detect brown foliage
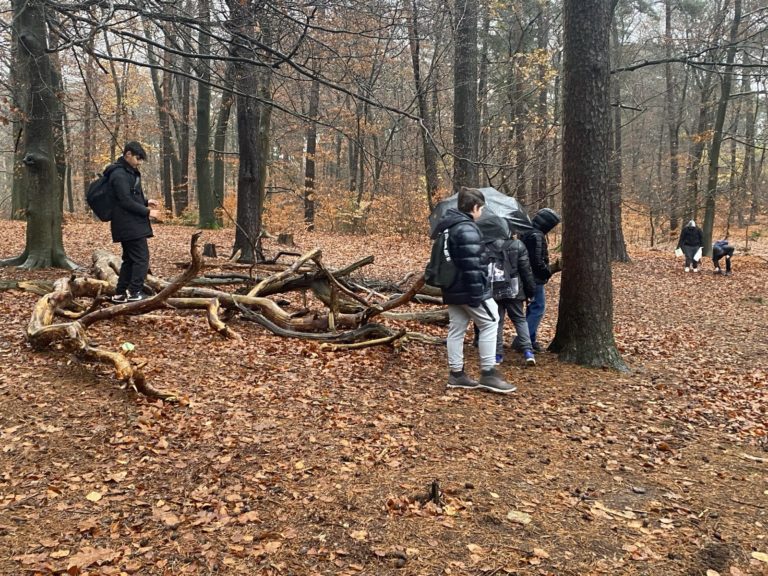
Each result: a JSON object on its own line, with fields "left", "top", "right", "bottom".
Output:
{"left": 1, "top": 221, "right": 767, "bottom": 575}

━━━━━━━━━━━━━━━━

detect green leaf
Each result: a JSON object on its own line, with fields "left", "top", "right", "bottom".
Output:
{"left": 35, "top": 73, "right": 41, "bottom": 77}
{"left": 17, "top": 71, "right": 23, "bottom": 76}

━━━━━━━━━━━━━━━━

YOUR OBJECTIVE: Among the lines of the data, find every one that holds "detect" and copy it.

EXERCISE RESPONSE:
detect brown foliage
detect green leaf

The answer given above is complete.